• Problem details: Starting from the first line, set down the entire listing exactly.

• Input data:

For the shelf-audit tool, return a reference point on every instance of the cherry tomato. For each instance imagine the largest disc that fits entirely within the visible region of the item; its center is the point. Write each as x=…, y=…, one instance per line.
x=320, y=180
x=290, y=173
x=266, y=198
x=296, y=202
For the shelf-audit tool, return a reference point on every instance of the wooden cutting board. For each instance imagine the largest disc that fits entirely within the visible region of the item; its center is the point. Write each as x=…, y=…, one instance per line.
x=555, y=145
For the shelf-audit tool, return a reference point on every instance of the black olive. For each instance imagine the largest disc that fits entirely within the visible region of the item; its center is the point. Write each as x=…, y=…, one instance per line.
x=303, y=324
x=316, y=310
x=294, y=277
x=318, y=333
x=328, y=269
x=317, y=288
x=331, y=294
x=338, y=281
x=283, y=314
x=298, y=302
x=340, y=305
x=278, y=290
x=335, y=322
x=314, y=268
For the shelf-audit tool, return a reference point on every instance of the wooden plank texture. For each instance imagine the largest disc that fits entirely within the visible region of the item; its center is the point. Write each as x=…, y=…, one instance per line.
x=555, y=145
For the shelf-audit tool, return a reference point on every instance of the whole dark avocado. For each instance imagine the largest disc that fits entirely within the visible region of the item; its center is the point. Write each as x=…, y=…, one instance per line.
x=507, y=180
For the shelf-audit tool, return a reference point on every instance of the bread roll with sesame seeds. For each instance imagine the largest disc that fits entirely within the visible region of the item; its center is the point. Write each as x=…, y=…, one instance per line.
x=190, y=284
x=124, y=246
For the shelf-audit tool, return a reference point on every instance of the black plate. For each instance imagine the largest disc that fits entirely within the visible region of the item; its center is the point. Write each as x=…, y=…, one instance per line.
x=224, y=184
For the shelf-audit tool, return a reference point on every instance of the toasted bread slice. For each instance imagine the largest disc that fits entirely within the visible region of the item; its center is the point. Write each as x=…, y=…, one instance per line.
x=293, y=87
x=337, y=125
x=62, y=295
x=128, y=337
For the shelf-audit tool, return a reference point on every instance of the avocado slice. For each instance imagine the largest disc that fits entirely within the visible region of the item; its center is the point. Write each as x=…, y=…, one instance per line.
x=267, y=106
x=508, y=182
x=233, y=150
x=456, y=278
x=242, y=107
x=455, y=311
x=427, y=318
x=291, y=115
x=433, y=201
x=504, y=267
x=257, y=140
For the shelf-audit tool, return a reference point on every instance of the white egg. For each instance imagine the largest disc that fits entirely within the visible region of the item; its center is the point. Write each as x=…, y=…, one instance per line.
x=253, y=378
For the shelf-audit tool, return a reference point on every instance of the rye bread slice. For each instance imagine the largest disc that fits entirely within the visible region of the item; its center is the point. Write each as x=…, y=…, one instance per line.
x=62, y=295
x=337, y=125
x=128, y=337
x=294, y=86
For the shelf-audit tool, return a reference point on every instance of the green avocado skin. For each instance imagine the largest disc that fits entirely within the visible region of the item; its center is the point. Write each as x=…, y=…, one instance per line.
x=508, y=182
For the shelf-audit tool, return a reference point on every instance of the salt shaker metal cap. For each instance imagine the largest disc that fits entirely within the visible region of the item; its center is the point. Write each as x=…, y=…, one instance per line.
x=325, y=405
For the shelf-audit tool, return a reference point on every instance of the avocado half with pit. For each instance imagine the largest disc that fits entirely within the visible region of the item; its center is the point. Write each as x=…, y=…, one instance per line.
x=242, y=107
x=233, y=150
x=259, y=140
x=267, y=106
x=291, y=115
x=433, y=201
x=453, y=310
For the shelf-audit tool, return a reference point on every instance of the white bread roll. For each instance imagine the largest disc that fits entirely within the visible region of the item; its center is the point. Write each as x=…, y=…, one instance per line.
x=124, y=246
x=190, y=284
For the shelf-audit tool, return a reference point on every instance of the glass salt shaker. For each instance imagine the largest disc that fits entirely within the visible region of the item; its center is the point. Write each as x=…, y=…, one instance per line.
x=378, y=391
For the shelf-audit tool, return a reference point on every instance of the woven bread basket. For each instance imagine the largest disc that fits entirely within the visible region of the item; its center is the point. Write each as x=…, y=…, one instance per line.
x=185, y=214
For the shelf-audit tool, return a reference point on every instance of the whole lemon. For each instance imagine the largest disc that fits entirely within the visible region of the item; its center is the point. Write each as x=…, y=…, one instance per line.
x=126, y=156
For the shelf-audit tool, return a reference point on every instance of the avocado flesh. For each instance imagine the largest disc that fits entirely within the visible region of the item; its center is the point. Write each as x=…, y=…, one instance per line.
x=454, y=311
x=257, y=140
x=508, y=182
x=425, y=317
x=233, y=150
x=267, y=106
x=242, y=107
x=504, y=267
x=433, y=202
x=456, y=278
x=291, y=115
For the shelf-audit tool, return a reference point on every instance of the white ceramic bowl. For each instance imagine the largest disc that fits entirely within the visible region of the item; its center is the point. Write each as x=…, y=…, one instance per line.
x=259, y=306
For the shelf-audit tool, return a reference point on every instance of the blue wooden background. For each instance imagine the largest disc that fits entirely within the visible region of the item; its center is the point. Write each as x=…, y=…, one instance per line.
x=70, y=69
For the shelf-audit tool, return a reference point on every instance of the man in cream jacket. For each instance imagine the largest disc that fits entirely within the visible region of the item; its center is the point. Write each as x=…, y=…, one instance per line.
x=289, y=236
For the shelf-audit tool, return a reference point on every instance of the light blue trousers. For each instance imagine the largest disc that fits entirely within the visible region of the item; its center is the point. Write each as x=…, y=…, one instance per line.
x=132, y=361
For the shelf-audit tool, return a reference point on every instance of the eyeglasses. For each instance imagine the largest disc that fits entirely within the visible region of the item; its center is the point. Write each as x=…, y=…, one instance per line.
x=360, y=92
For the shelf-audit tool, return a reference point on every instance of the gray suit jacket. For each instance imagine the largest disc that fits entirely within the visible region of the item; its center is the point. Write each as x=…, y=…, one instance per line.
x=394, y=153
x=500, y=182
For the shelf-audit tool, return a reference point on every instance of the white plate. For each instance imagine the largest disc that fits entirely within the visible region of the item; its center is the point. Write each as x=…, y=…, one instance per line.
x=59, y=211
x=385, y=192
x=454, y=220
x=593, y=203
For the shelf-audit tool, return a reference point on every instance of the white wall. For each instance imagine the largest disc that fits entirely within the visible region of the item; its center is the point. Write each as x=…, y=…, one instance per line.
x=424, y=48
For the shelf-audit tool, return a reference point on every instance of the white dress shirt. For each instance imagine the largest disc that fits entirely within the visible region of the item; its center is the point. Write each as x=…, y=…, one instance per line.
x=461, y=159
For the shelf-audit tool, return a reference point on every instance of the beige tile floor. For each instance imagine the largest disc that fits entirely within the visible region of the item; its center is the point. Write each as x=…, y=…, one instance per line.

• Result below:
For the shelf-audit tool, return a reference point on every instance of the cherry tomato. For each instance imagine the largest disc that fits entirely within the visible region of the item; its center is the point. Write each as x=…, y=…, one instance per line.
x=320, y=180
x=290, y=173
x=266, y=198
x=296, y=202
For the shelf-audit tool, return a reference point on every instance of the wooden cutting board. For each instance imagine the largest disc that fits entirely within the visible region of the item; its center is the point. Write each as x=…, y=…, one instance per line.
x=555, y=145
For the shelf-audit tool, return a reference point on every instance of the black olive. For each instance imagine the largest disc that fits entirely within the visible region of the item; its center is the point. Write each as x=…, y=…, one instance per line.
x=303, y=324
x=316, y=310
x=294, y=277
x=318, y=333
x=328, y=269
x=317, y=288
x=331, y=294
x=338, y=281
x=283, y=314
x=298, y=302
x=340, y=305
x=278, y=290
x=335, y=322
x=314, y=268
For the shelf-audit tool, return a reference point on every instance of the wooden plank texture. For each instance imagine the largest disc that fits entirely within the visible region of the item; its center is the point. Write each as x=…, y=…, one instance per line.
x=555, y=145
For the shelf-audit tool, return a reference point on every instance of the whole dark avocado. For each instance imagine the largest disc that fits entirely within the visible region of the item; its center is the point. Write each as x=…, y=…, one instance per line.
x=507, y=180
For the shelf-audit tool, return a reference point on every instance of the bread roll with sesame seeds. For each instance imagine the largest disc that fits entirely within the visible region of the item; its center is the point. Write each as x=…, y=…, one instance per line.
x=190, y=284
x=124, y=246
For the shelf-audit tool, return a reference point on every instance of the black plate. For each instance imagine the largest disc that fits entirely within the visible region of the item; its center is the point. Write each as x=…, y=…, one instance per line.
x=224, y=184
For the shelf-audit tool, return a reference point on every instance of the toasted bread slice. For each instance imagine the largest disc that fits entirely within the visible region of the item; its center is the point. Write each as x=…, y=…, one instance per line.
x=293, y=87
x=337, y=125
x=62, y=295
x=128, y=337
For the shelf-audit tool, return a reference point on every instance of the avocado slice. For each instance imagine the largest disc that fits entirely within the visible region of the item; its center is the point. Write each as x=…, y=…, one instance per line.
x=267, y=106
x=508, y=182
x=233, y=150
x=456, y=278
x=242, y=107
x=455, y=311
x=427, y=318
x=291, y=115
x=433, y=201
x=504, y=267
x=257, y=140
For the shelf-audit tool, return a reference point on every instance of the white egg. For each instance imagine the largest disc that fits entirely within the visible region of the item; its center is the point. Write each as x=…, y=…, one instance per line.
x=253, y=378
For the shelf-audit tool, return a reference point on every instance of the rye bread slice. For each instance imagine the largest disc that fits entirely within the visible region of the item; its center is the point. Write each as x=…, y=…, one instance per line.
x=62, y=295
x=337, y=125
x=128, y=337
x=294, y=86
For the shelf-audit tool, return a reference point on every instance of the green avocado skin. For each instance imagine the largest disc that fits entirely within the visible region of the item; its center is the point. Write each as x=…, y=…, one instance per line.
x=508, y=182
For the shelf-audit tool, return a reference point on every instance of the salt shaker metal cap. For each instance imagine the largest disc that fits entirely within the visible region of the item; its center is the point. Write each as x=…, y=…, one instance per line.
x=325, y=405
For the shelf-audit tool, return a reference point on every instance of the avocado half with pit. For each instance imagine the largest disc that fits entirely within the visible region of the item; its center is the point. Write each as x=…, y=…, one instance per line.
x=242, y=107
x=233, y=150
x=259, y=140
x=267, y=106
x=291, y=115
x=433, y=201
x=453, y=310
For the shelf-audit tool, return a reference point on every instance of the white bread roll. For each instance imagine the largest disc that fits entirely within the visible region of the item; its center is the point. Write each as x=…, y=…, one instance per line.
x=124, y=246
x=190, y=284
For the shelf-audit tool, return a reference point on every instance of the glass salt shaker. For each instance imagine the largest disc that fits entirely within the visible region of the item; its center is the point. Write each as x=…, y=…, one instance per line.
x=378, y=391
For the shelf-audit tool, return a reference point on every instance of the woven bread basket. For each instance imagine the largest disc that fits entirely within the visible region of the item; its center is the point. Write each as x=…, y=…, one instance per line.
x=185, y=214
For the shelf-audit tool, return a reference point on every instance of the whole lemon. For each instance imagine the largest disc that fits entirely within the visible region of the item; its center is the point. Write each as x=…, y=…, one instance per line.
x=126, y=156
For the shelf-audit tool, return a reference point on every instance of the avocado flesh. For each instance imagine the largest disc that fits entirely within the visible region of the item; its center is the point. Write each as x=…, y=…, one instance per line.
x=454, y=311
x=257, y=140
x=508, y=182
x=425, y=317
x=233, y=150
x=267, y=106
x=242, y=107
x=504, y=267
x=433, y=202
x=456, y=278
x=291, y=115
For the shelf-audit tool, return a reference point on every instance of the white ceramic bowl. For each instance imagine the largest disc that fits entirely within the visible region of the item; its center is the point. Write each as x=…, y=…, one instance per line.
x=259, y=306
For the shelf-audit tool, return a reference point on every instance of the blue wooden background. For each instance imagine the largest disc that fits entirely within the visible region of the item; its center is the point. Write each as x=…, y=…, one instance per line.
x=70, y=69
For the shelf-audit tool, return a reference point on every instance of the man in cream jacket. For each instance imagine the largest disc that fits entirely within the visible region of the item; its center is the point. Write each as x=…, y=…, one instance per line.
x=289, y=236
For the shelf-audit tool, return a reference point on every instance of the light blue trousers. For each instance imagine the largest disc that fits entirely within the visible region of the item; its center is the point. Write each as x=…, y=…, one instance per line.
x=132, y=361
For the shelf-audit tool, return a reference point on every instance of the eyeglasses. For each instance imagine the largest disc that fits entirely within the visible region of the item; its center is the point. Write each as x=…, y=…, one instance per line.
x=360, y=92
For the shelf-audit tool, return a reference point on every instance of the gray suit jacket. For each instance imagine the largest disc that fits entirely within the visible region of the item; its center is the point. Write each as x=…, y=…, one instance per line.
x=394, y=153
x=500, y=182
For the shelf-audit tool, return a reference point on every instance of the white plate. For each instance imagine the largest disc that fits entirely within the visible region of the item; its center is the point. Write each as x=…, y=…, one instance per line.
x=59, y=211
x=385, y=192
x=454, y=220
x=593, y=203
For the shelf-audit tool, return a reference point on every instance of the white wall. For each instance imagine the largest disc that fits entirely within the visible region of the item; its center is the point. Write each as x=…, y=…, one instance per line.
x=424, y=48
For the shelf-audit tool, return a reference point on every instance of the white dress shirt. For each instance imagine the largest disc that fits entirely within the visible region of the item; its center is the point. Write each as x=…, y=…, one instance per line.
x=461, y=159
For the shelf-audit tool, return a reference point on every instance of the beige tile floor. For each instance imagine the largest disc that fits entirely within the visible region of the item; its center is the point. Write each as x=…, y=…, one instance per line.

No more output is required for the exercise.